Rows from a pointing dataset
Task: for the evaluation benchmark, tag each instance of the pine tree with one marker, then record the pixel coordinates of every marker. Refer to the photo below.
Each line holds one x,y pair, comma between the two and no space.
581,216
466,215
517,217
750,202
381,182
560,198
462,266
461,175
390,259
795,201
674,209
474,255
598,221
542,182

** GIVEN PROBLEM **
Give each line of the rows above as an item in a numbered list, leaving out any blank lines.

** RESPONSE TO THE TASK **
1. Task: for the evaluation benchmark, tag each instance of the pine tree with one marker, then record the pixel coordinates of every marker. Refer to the photo below.
2. Each line holds one x,y pair, comma between the two and no space.
3. 581,216
4. 466,215
5. 517,217
6. 750,202
7. 381,182
8. 560,198
9. 462,266
10. 461,175
11. 390,259
12. 795,201
13. 674,209
14. 474,255
15. 598,221
16. 542,182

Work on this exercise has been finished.